### Exercise material
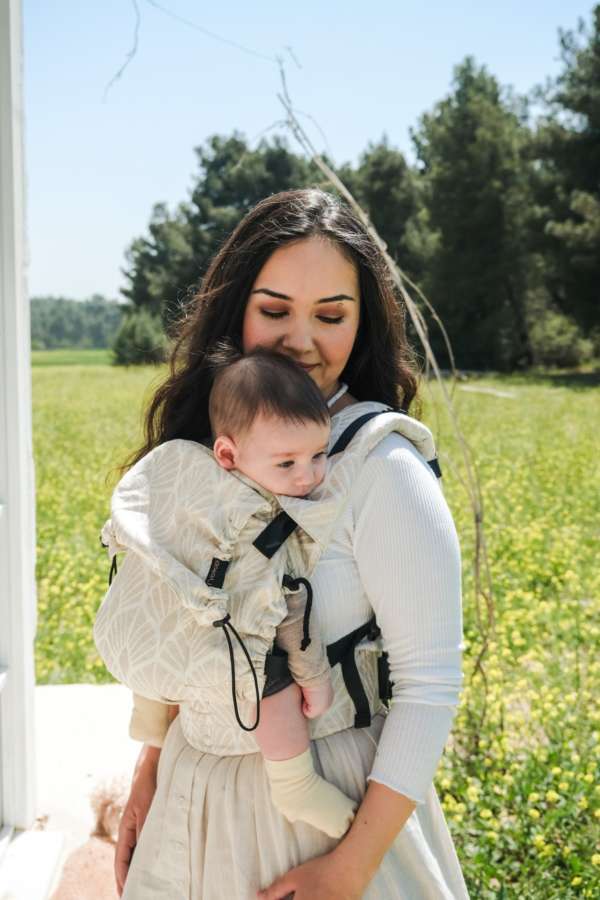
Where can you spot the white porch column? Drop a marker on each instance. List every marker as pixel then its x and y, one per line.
pixel 17 510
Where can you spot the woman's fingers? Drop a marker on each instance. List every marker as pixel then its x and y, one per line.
pixel 126 841
pixel 282 889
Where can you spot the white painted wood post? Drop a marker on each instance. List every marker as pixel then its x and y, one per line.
pixel 17 490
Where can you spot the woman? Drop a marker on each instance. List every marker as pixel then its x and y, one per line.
pixel 301 275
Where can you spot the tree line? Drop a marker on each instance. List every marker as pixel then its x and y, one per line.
pixel 58 322
pixel 497 221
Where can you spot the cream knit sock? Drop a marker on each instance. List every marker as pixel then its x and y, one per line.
pixel 300 794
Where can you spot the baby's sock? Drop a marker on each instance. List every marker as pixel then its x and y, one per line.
pixel 300 794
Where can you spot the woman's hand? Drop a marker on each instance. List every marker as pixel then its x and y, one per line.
pixel 323 877
pixel 143 786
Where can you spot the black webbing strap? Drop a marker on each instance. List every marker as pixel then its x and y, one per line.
pixel 216 572
pixel 293 584
pixel 275 534
pixel 349 432
pixel 342 651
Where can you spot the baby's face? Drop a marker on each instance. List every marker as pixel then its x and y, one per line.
pixel 283 457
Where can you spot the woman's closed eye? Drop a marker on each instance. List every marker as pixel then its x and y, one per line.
pixel 330 320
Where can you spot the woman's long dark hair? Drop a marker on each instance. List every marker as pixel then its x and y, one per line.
pixel 382 364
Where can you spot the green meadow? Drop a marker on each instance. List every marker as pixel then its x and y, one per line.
pixel 518 780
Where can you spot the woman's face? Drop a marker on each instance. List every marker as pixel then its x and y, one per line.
pixel 305 303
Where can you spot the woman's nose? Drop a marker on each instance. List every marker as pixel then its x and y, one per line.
pixel 298 339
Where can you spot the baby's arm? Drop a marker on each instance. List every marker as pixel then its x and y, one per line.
pixel 310 667
pixel 150 720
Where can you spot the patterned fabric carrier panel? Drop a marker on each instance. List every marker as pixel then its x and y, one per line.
pixel 176 514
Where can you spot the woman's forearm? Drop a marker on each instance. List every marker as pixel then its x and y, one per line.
pixel 147 762
pixel 379 819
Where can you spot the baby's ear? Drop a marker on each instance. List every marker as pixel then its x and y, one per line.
pixel 224 451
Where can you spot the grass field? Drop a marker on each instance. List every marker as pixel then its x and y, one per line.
pixel 524 805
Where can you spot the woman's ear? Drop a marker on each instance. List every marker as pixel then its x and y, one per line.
pixel 224 450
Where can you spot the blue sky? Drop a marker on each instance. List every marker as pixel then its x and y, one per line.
pixel 96 165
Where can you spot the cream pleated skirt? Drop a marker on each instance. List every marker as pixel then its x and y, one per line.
pixel 212 832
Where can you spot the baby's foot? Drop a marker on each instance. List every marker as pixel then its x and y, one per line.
pixel 301 795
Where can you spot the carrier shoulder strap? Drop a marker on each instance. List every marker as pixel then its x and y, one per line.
pixel 349 432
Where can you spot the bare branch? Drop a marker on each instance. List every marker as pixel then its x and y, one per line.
pixel 211 34
pixel 131 53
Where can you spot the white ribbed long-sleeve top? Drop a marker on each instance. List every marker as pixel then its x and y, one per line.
pixel 396 553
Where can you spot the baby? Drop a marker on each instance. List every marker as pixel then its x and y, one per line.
pixel 270 423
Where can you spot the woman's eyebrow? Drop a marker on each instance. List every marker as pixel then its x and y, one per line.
pixel 285 296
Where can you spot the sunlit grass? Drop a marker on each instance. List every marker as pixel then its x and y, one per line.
pixel 525 810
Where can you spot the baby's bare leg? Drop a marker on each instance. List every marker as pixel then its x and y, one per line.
pixel 296 789
pixel 282 731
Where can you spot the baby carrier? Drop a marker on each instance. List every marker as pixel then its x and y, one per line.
pixel 210 560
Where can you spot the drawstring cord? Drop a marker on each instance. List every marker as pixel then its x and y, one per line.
pixel 224 624
pixel 293 584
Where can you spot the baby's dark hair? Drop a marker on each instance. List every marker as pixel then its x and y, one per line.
pixel 260 382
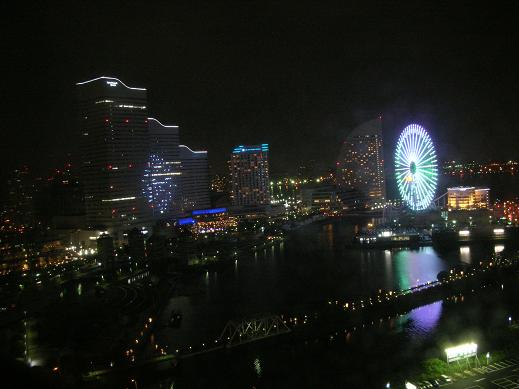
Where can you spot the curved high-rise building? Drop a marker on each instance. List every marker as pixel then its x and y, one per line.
pixel 194 179
pixel 113 124
pixel 360 167
pixel 162 177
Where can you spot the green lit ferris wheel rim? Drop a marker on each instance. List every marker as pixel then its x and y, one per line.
pixel 416 167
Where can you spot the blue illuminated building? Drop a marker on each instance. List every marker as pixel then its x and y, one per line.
pixel 249 169
pixel 211 211
pixel 264 147
pixel 158 185
pixel 186 221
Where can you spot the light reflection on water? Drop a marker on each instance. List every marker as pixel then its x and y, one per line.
pixel 315 265
pixel 421 321
pixel 415 267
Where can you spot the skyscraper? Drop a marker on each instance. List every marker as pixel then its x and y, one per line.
pixel 162 173
pixel 194 180
pixel 360 166
pixel 114 143
pixel 249 169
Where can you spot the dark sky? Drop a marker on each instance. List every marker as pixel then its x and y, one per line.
pixel 297 77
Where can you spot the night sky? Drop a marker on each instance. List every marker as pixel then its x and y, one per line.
pixel 299 78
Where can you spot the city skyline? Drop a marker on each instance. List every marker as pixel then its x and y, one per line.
pixel 260 195
pixel 288 96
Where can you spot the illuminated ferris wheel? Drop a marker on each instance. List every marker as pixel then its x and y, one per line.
pixel 416 167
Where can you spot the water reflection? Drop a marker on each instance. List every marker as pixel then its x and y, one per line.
pixel 426 318
pixel 465 255
pixel 414 267
pixel 421 321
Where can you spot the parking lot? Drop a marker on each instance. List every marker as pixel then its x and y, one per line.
pixel 503 374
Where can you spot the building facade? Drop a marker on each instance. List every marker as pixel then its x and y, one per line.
pixel 162 174
pixel 194 179
pixel 467 198
pixel 114 146
pixel 249 170
pixel 360 167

### Task statement
The line with "Where can you spot the building" through the last line of the entries above: output exactly those lines and nothing else.

### Response area
Where can you spot the building facade? Drop a marker on each instance. List every marker as pixel then its x and y, one per line.
pixel 162 174
pixel 194 179
pixel 467 198
pixel 114 146
pixel 249 170
pixel 360 167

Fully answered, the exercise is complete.